Written problem: Pull out every line in the records below that contains the word "target", and copy each such line in full.
— start —
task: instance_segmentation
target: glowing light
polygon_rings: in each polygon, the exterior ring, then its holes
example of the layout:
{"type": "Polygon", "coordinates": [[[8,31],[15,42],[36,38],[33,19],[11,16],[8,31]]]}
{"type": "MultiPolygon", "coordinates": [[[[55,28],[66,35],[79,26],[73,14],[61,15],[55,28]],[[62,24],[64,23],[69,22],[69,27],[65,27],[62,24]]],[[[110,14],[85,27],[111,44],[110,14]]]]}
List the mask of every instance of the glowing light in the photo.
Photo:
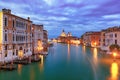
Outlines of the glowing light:
{"type": "Polygon", "coordinates": [[[110,80],[118,80],[118,64],[113,62],[111,65],[111,78],[110,80]]]}
{"type": "Polygon", "coordinates": [[[43,46],[42,46],[42,41],[41,41],[41,40],[38,40],[38,47],[37,47],[37,50],[38,50],[38,51],[43,50],[43,46]]]}
{"type": "Polygon", "coordinates": [[[113,56],[114,56],[114,57],[116,57],[116,56],[117,56],[117,53],[116,53],[116,52],[114,52],[114,53],[113,53],[113,56]]]}
{"type": "Polygon", "coordinates": [[[93,49],[93,59],[94,59],[94,63],[97,64],[97,61],[98,61],[98,51],[97,51],[97,48],[94,48],[93,49]]]}
{"type": "Polygon", "coordinates": [[[44,56],[43,55],[39,55],[41,62],[40,62],[40,71],[43,71],[43,67],[44,67],[44,56]]]}
{"type": "Polygon", "coordinates": [[[20,59],[23,58],[23,51],[22,50],[19,50],[18,56],[19,56],[20,59]]]}
{"type": "Polygon", "coordinates": [[[70,59],[70,44],[68,44],[68,60],[70,59]]]}
{"type": "Polygon", "coordinates": [[[22,65],[18,64],[18,73],[19,73],[19,75],[21,75],[21,71],[22,71],[22,65]]]}
{"type": "Polygon", "coordinates": [[[0,11],[0,43],[3,42],[3,12],[0,11]]]}

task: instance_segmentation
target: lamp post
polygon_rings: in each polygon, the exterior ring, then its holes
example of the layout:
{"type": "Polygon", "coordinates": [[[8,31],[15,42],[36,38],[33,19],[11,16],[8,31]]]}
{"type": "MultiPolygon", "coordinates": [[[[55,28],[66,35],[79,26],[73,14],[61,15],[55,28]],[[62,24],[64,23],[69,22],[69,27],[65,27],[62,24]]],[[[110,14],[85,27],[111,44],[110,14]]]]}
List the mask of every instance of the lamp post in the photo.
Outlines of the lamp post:
{"type": "Polygon", "coordinates": [[[114,61],[116,60],[117,53],[113,52],[114,61]]]}

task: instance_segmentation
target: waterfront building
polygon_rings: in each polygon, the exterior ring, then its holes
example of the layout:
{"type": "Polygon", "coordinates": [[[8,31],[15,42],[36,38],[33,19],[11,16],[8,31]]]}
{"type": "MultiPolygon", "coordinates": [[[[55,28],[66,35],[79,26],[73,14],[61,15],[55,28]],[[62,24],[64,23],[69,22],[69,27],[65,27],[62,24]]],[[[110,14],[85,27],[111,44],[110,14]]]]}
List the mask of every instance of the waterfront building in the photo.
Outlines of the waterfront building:
{"type": "Polygon", "coordinates": [[[36,46],[47,44],[47,36],[43,25],[32,24],[29,17],[25,19],[12,14],[10,9],[2,9],[0,11],[0,62],[30,57],[32,53],[37,53],[33,51],[36,50],[36,46]]]}
{"type": "Polygon", "coordinates": [[[91,34],[93,32],[86,32],[83,34],[83,45],[90,46],[91,45],[91,34]]]}
{"type": "Polygon", "coordinates": [[[77,38],[76,36],[72,36],[70,32],[66,33],[64,30],[57,39],[54,39],[54,41],[56,40],[60,43],[80,44],[79,38],[77,38]]]}
{"type": "Polygon", "coordinates": [[[86,46],[100,47],[101,32],[86,32],[83,34],[82,42],[86,46]]]}
{"type": "Polygon", "coordinates": [[[91,34],[91,47],[100,47],[100,37],[101,37],[101,32],[93,32],[91,34]]]}
{"type": "Polygon", "coordinates": [[[11,13],[9,9],[0,12],[0,61],[32,55],[32,21],[11,13]]]}
{"type": "Polygon", "coordinates": [[[117,44],[120,46],[120,27],[118,26],[102,30],[101,49],[109,51],[109,47],[112,44],[117,44]]]}
{"type": "Polygon", "coordinates": [[[43,51],[46,53],[48,51],[48,32],[43,30],[43,51]]]}
{"type": "Polygon", "coordinates": [[[32,45],[33,54],[38,55],[43,52],[43,25],[32,25],[32,45]]]}

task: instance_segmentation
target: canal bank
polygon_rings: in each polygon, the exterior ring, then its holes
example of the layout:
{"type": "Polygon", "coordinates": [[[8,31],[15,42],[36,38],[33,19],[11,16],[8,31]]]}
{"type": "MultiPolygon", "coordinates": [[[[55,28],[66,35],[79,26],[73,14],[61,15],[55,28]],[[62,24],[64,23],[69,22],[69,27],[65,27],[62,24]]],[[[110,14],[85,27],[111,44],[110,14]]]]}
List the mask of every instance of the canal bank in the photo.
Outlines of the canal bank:
{"type": "Polygon", "coordinates": [[[120,64],[104,60],[97,48],[55,43],[42,61],[0,71],[0,80],[119,80],[120,64]]]}

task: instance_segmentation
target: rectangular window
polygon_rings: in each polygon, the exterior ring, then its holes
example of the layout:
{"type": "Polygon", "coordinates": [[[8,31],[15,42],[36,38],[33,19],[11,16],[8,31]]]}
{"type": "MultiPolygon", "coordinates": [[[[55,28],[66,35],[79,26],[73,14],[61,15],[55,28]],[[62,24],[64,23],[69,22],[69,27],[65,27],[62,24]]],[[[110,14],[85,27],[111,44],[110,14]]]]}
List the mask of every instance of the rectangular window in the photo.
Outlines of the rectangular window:
{"type": "Polygon", "coordinates": [[[8,19],[7,17],[4,18],[4,26],[7,26],[7,23],[8,23],[8,19]]]}
{"type": "Polygon", "coordinates": [[[115,44],[117,44],[117,40],[115,40],[115,44]]]}
{"type": "Polygon", "coordinates": [[[7,50],[7,45],[5,46],[5,50],[7,50]]]}
{"type": "Polygon", "coordinates": [[[13,34],[13,41],[15,40],[15,38],[14,38],[14,34],[13,34]]]}
{"type": "Polygon", "coordinates": [[[7,41],[7,34],[5,34],[5,41],[7,41]]]}
{"type": "Polygon", "coordinates": [[[117,37],[117,34],[115,33],[115,37],[117,37]]]}
{"type": "Polygon", "coordinates": [[[15,21],[13,20],[13,28],[15,27],[15,21]]]}
{"type": "Polygon", "coordinates": [[[16,50],[16,55],[18,55],[18,50],[16,50]]]}

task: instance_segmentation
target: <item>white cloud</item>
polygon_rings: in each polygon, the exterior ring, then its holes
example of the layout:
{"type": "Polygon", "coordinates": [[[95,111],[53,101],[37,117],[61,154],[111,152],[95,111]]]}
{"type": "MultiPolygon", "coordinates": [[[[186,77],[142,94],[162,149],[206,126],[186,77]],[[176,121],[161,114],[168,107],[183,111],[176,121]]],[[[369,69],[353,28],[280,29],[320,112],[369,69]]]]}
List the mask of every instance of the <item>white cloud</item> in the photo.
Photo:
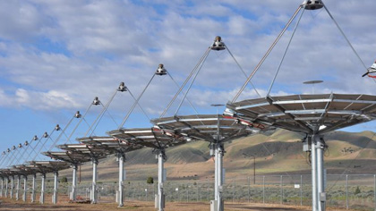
— end —
Solution to this task:
target: glowing light
target: lamp post
target: waterfront building
target: canal bank
target: rectangular window
target: <item>white cloud</item>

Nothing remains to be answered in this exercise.